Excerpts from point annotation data
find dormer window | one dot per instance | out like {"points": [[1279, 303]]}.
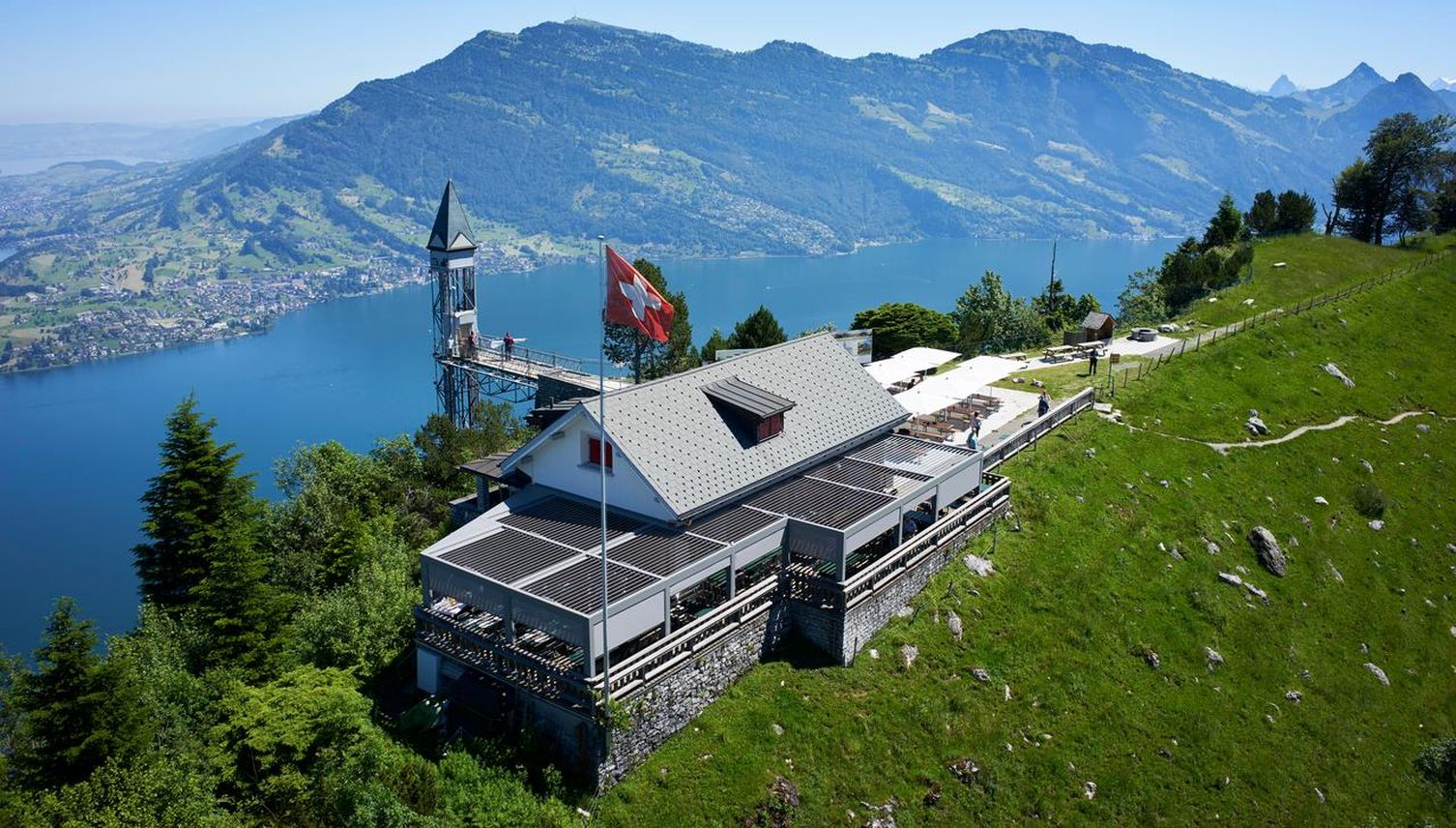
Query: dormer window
{"points": [[595, 452], [750, 411], [771, 426]]}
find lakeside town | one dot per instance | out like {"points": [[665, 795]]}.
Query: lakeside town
{"points": [[181, 312]]}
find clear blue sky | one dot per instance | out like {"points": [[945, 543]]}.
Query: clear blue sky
{"points": [[169, 60]]}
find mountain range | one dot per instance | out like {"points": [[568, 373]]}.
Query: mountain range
{"points": [[31, 147], [568, 130]]}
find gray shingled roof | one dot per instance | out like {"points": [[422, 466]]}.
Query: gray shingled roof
{"points": [[451, 229], [687, 451]]}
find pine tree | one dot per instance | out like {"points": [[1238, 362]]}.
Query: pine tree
{"points": [[236, 604], [759, 330], [1226, 224], [69, 716], [715, 342], [1263, 216], [189, 505]]}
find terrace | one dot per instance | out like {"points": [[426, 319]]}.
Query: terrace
{"points": [[518, 591]]}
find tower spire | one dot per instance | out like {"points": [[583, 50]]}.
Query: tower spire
{"points": [[451, 266], [451, 227]]}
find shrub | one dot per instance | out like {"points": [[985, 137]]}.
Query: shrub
{"points": [[1369, 500], [1438, 762]]}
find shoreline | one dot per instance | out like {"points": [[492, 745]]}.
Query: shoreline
{"points": [[268, 325]]}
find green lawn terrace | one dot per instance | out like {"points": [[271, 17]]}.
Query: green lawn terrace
{"points": [[1107, 649]]}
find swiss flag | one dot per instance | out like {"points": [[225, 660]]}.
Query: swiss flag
{"points": [[632, 299]]}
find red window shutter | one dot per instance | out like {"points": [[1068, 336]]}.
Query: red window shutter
{"points": [[595, 452], [771, 426]]}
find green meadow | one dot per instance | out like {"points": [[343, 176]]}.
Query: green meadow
{"points": [[1113, 555]]}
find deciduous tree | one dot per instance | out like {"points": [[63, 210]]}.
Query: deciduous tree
{"points": [[901, 325], [1387, 189]]}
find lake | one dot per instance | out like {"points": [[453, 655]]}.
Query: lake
{"points": [[77, 445]]}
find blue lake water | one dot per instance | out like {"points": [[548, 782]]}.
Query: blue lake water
{"points": [[77, 445]]}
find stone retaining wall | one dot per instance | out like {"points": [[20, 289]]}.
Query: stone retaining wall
{"points": [[842, 636], [669, 703], [672, 701]]}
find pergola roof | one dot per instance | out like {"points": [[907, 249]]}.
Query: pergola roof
{"points": [[689, 454], [546, 544]]}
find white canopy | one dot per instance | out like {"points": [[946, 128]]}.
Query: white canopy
{"points": [[907, 364], [946, 390]]}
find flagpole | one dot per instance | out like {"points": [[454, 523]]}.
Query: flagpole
{"points": [[601, 457]]}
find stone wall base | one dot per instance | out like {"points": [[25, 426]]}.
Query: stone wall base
{"points": [[653, 715]]}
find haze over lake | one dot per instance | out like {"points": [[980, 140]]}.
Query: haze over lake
{"points": [[77, 445]]}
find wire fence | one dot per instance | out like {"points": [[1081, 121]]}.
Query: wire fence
{"points": [[1120, 376]]}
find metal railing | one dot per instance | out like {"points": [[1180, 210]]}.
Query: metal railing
{"points": [[1034, 430], [520, 359], [639, 667], [949, 531], [501, 661]]}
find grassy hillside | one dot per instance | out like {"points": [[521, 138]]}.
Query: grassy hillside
{"points": [[1312, 266], [1090, 585]]}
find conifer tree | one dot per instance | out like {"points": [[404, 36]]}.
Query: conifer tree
{"points": [[759, 330], [236, 604], [715, 342], [189, 506]]}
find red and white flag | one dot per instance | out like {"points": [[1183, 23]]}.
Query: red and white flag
{"points": [[632, 299]]}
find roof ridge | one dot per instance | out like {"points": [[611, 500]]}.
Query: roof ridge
{"points": [[626, 390]]}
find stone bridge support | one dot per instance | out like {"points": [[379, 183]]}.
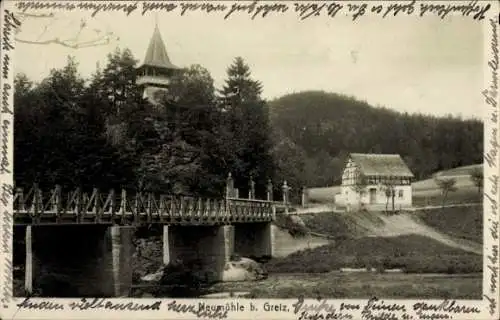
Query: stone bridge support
{"points": [[78, 261], [212, 246], [254, 240]]}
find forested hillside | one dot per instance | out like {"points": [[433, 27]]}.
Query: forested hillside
{"points": [[314, 132], [100, 132]]}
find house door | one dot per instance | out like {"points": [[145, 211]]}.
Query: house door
{"points": [[373, 195]]}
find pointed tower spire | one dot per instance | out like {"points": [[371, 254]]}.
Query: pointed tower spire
{"points": [[157, 69]]}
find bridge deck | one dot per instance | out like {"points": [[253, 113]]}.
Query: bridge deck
{"points": [[76, 207]]}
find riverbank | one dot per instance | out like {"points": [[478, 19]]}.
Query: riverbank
{"points": [[364, 285]]}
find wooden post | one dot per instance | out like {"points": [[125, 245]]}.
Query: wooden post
{"points": [[251, 192], [20, 197], [97, 210], [123, 205], [229, 186], [181, 206], [29, 267], [285, 190], [303, 198], [112, 202], [269, 190], [199, 210], [149, 204], [78, 203]]}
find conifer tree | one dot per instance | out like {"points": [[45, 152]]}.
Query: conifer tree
{"points": [[246, 119]]}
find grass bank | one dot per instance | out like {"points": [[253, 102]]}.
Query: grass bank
{"points": [[460, 222], [412, 253], [362, 286]]}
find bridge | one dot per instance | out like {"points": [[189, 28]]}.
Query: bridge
{"points": [[88, 237]]}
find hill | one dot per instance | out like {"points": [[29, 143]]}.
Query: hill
{"points": [[315, 131], [432, 241]]}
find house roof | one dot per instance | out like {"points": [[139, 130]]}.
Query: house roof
{"points": [[372, 164], [156, 55]]}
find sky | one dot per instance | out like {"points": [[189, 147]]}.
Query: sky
{"points": [[404, 63]]}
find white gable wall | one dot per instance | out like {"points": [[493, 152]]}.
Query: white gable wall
{"points": [[351, 199]]}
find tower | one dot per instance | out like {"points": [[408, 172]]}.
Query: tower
{"points": [[157, 70]]}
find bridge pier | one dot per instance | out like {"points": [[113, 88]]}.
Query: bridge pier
{"points": [[78, 261], [255, 240], [211, 246]]}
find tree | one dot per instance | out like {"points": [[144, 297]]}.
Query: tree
{"points": [[72, 150], [427, 143], [477, 177], [446, 185], [245, 118]]}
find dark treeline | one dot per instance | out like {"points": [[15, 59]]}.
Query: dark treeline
{"points": [[100, 132], [315, 131]]}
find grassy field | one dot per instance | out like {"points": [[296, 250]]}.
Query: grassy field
{"points": [[461, 222], [362, 286], [464, 170], [412, 253]]}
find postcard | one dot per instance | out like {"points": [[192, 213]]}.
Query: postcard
{"points": [[304, 160]]}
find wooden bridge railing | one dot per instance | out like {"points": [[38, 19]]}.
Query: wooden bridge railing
{"points": [[54, 206]]}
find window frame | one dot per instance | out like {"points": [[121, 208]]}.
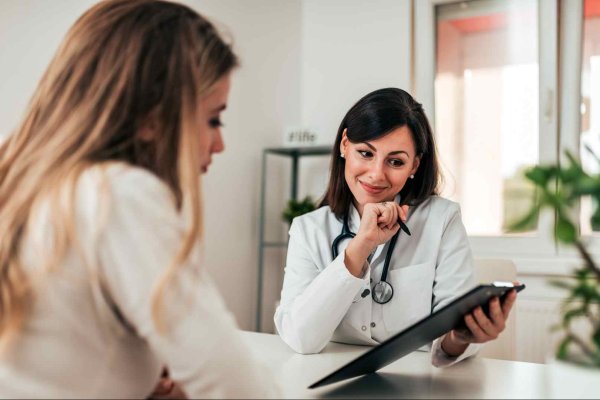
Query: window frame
{"points": [[516, 246]]}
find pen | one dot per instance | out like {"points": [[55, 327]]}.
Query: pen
{"points": [[403, 227]]}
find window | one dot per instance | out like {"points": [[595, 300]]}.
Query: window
{"points": [[486, 91], [486, 73], [590, 104]]}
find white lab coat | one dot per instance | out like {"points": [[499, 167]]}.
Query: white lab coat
{"points": [[321, 300]]}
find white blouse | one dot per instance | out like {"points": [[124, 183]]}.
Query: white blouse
{"points": [[91, 333], [321, 300]]}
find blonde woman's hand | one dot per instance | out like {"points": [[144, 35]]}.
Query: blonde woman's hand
{"points": [[167, 389], [379, 222]]}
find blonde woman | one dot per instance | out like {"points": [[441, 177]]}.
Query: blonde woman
{"points": [[102, 283]]}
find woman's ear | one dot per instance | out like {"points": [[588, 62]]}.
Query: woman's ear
{"points": [[344, 143]]}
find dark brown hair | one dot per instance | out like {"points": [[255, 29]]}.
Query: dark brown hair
{"points": [[375, 115]]}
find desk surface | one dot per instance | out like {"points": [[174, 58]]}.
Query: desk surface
{"points": [[412, 376]]}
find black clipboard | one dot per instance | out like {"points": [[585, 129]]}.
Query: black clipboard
{"points": [[420, 333]]}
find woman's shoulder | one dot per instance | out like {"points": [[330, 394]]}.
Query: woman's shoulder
{"points": [[318, 219], [436, 204], [318, 216], [120, 186], [124, 180]]}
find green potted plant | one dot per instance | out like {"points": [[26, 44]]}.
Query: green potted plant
{"points": [[559, 188], [296, 208]]}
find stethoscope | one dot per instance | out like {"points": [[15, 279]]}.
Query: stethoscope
{"points": [[382, 291]]}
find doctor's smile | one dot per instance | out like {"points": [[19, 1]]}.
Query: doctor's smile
{"points": [[372, 189]]}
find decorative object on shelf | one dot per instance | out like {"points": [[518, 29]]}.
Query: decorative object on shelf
{"points": [[559, 188], [300, 136], [295, 208], [294, 154]]}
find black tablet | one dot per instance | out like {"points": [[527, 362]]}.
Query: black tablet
{"points": [[420, 333]]}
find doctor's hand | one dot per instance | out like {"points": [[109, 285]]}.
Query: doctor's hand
{"points": [[480, 328], [379, 222]]}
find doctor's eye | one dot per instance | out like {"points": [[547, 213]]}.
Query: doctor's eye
{"points": [[215, 122], [365, 153], [396, 162]]}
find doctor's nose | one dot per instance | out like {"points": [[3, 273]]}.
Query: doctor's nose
{"points": [[376, 171]]}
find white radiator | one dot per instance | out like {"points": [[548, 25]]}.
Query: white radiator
{"points": [[535, 340]]}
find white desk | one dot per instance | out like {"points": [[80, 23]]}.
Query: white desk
{"points": [[412, 376]]}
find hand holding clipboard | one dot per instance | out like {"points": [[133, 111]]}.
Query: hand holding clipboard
{"points": [[483, 324], [448, 318]]}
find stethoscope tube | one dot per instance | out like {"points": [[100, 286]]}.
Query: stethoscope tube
{"points": [[382, 292]]}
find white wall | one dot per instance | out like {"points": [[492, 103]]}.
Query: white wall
{"points": [[349, 48]]}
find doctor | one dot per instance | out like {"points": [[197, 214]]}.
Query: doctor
{"points": [[383, 250]]}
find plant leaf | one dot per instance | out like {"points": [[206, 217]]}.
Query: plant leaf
{"points": [[562, 351], [565, 230]]}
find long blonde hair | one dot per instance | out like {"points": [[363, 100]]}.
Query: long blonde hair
{"points": [[120, 62]]}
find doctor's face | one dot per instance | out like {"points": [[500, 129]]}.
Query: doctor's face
{"points": [[209, 122], [377, 170]]}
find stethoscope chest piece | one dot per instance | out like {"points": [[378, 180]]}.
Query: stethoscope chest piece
{"points": [[382, 292]]}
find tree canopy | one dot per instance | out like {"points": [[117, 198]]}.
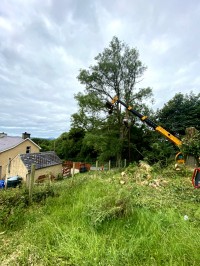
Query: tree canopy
{"points": [[117, 72]]}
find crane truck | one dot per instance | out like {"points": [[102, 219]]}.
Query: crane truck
{"points": [[179, 156]]}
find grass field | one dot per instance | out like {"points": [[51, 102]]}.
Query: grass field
{"points": [[100, 218]]}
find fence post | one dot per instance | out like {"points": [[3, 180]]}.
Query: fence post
{"points": [[31, 182], [73, 169], [124, 163]]}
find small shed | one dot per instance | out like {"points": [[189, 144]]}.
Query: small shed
{"points": [[46, 163]]}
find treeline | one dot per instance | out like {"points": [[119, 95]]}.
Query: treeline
{"points": [[97, 134]]}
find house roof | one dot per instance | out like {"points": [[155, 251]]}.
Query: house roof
{"points": [[40, 159], [8, 142]]}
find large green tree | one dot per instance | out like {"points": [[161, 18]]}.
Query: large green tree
{"points": [[117, 72]]}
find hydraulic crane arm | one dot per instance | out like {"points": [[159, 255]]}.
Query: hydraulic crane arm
{"points": [[150, 123]]}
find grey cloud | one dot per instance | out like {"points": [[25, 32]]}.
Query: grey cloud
{"points": [[43, 44]]}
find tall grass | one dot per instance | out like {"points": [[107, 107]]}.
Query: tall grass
{"points": [[97, 221]]}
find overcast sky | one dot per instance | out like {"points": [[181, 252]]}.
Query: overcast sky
{"points": [[44, 44]]}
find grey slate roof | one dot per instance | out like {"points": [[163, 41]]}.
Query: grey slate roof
{"points": [[9, 142], [40, 159]]}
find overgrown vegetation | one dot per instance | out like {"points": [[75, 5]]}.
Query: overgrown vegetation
{"points": [[141, 216]]}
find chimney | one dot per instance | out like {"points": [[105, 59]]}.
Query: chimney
{"points": [[26, 135]]}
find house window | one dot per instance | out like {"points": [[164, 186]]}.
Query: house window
{"points": [[28, 149]]}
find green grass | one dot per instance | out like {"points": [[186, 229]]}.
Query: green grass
{"points": [[94, 220]]}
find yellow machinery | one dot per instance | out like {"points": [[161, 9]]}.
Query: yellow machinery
{"points": [[179, 156]]}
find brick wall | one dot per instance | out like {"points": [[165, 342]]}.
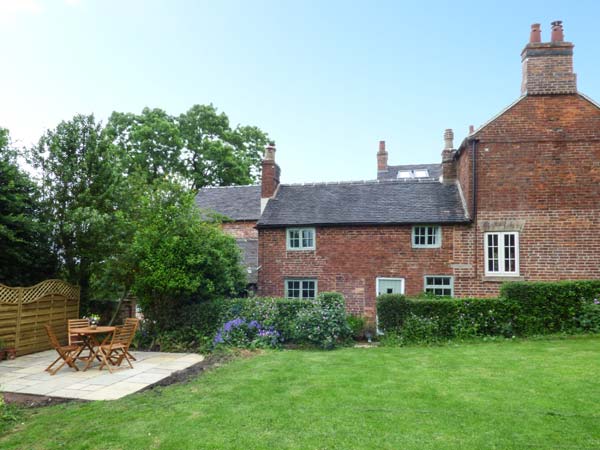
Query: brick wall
{"points": [[243, 229], [538, 172]]}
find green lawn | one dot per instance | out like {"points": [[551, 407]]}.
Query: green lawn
{"points": [[525, 394]]}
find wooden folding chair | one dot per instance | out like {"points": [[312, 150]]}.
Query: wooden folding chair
{"points": [[67, 353], [137, 324], [77, 339], [114, 353]]}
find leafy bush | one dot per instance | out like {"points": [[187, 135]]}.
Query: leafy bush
{"points": [[525, 309], [324, 323], [242, 333], [589, 319], [357, 325], [548, 307], [419, 330]]}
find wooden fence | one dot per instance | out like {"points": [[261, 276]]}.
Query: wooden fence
{"points": [[25, 310]]}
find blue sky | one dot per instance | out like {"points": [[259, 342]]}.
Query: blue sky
{"points": [[326, 79]]}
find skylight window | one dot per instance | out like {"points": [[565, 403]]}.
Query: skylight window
{"points": [[418, 173]]}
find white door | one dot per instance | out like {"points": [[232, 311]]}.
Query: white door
{"points": [[390, 286]]}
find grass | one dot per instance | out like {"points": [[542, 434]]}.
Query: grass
{"points": [[505, 395]]}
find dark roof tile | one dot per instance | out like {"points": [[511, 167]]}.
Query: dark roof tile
{"points": [[235, 202], [364, 203]]}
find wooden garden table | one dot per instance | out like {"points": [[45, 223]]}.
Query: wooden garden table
{"points": [[89, 336]]}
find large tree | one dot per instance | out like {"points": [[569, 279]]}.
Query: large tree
{"points": [[81, 179], [25, 257], [150, 141], [215, 154]]}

#### [YOUR TASK]
Write out the lines above from the one containing "find skylight window" through the last, exactly as they are.

#### [COMPLETE ANSWER]
find skylight window | one dot per instance | out like {"points": [[565, 403]]}.
Query: skylight window
{"points": [[418, 173]]}
find white door | one dot per instance | out like {"points": [[232, 311]]}.
Query: white door
{"points": [[390, 286]]}
find grass | one dot per instance | out like {"points": [[542, 434]]}.
Query: grass
{"points": [[505, 395]]}
find dark roof tile | one dot per instance | out like {"points": [[511, 167]]}.
Query: dark roof tile
{"points": [[235, 202], [364, 203]]}
find wooden garden table | one dot per instance | out like {"points": [[45, 223]]}.
Query: wooden garden table
{"points": [[89, 336]]}
find large tree | one dot per instance | out like {"points": [[569, 279]]}.
Query: large tree
{"points": [[81, 179], [25, 257], [150, 141], [215, 154]]}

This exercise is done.